The climate crisis is a racial justice issue
Climate disorder (as Haitians term climate change) and environmental degradation are already forcing the displacement of millions and trapping many others in a state of immobility. Indigenous and Afro-descendant peoples and other racialized groups are disproportionately impacted by this reality. As outlined by the former UN Special Rapporteur on racism, the global ecological crisis is a racial justice crisis: racialized groups disproportionately live in regions that have become dangerous or uninhabitable due to environmental degradation. These regions, which are primarily located in the Global South and include Indigenous ancestral lands and small island developing states in the Caribbean, can be understood as “racial sacrifice zones.” Their inhabitants often face economic marginalization and have limited resources to grapple with climate harms, despite being the most vulnerable to them. They may be dispossessed of their land, internally displaced, or forced to migrate across borders.

::::::::::

- [GOAL A] Translate this sentence from the passage on climate and racial justice into Spanish: "Indigenous and Afro-descendant peoples and other racialized groups are disproportionately impacted by this reality."
- [GOAL B] Edit the entries starting at the line that contains "It would mean a lot if you could pinpoint the orange" and ending at the end of the entries, replacing "orange sky" with "red sky" and keeping everything else the same.
The entries below have no connection to the passage on climate and racial justice.

::::::::::

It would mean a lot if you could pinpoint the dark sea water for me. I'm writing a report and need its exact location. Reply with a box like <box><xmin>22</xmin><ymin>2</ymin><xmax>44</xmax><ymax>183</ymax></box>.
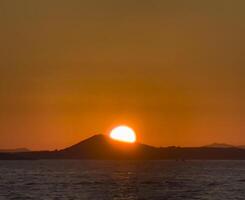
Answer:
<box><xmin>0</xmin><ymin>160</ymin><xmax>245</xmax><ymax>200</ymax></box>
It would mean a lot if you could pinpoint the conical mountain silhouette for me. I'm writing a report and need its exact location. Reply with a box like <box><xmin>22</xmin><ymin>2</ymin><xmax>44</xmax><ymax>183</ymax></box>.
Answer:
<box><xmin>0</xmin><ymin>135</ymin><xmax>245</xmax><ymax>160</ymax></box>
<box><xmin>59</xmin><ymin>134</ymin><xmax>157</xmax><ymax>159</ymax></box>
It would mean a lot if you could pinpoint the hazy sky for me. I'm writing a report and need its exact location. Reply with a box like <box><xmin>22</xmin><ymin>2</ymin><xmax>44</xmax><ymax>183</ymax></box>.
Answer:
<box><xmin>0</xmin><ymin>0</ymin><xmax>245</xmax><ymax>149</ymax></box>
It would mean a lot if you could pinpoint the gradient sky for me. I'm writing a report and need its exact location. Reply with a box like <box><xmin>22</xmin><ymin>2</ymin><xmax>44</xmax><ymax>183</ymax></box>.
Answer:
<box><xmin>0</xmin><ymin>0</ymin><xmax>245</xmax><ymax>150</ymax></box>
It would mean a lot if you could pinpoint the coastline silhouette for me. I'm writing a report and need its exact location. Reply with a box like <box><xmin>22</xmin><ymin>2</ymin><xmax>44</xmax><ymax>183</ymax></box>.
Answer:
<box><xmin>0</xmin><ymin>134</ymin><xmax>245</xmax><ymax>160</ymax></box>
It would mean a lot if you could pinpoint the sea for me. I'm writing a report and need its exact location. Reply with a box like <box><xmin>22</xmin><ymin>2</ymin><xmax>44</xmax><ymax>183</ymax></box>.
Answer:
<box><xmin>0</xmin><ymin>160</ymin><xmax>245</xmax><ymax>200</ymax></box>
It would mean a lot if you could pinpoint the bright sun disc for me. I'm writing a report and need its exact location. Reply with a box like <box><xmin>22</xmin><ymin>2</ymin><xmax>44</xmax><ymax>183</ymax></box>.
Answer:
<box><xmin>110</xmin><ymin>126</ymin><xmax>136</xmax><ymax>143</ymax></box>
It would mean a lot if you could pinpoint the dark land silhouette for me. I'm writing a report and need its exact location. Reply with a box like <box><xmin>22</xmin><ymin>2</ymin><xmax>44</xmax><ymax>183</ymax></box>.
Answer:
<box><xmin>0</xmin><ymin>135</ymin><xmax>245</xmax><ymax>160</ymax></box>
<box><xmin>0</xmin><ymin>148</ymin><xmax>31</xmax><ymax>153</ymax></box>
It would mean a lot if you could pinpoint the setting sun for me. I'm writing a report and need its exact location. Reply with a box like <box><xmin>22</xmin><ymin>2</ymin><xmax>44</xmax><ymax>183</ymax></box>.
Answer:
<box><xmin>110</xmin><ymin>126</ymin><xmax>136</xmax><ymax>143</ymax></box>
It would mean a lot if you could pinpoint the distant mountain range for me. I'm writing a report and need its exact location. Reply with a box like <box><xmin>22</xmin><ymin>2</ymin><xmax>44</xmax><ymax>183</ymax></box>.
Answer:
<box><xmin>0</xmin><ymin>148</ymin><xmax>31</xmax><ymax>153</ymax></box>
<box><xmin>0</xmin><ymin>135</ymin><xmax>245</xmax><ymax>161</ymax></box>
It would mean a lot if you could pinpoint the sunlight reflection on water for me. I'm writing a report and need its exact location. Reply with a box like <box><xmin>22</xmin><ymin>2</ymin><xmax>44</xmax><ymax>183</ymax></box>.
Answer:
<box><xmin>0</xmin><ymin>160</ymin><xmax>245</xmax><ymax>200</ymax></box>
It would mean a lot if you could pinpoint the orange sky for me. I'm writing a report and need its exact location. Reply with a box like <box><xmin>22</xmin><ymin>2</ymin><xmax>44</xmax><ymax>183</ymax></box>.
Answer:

::::::::::

- [EXERCISE RESPONSE A] Los pueblos indígenas y afrodescendientes y otros grupos racializados se ven afectados de manera desproporcionada por esta realidad.

- [EXERCISE RESPONSE B]
It would mean a lot if you could pinpoint the red sky for me. I'm writing a report and need its exact location. Reply with a box like <box><xmin>22</xmin><ymin>2</ymin><xmax>44</xmax><ymax>183</ymax></box>.
Answer:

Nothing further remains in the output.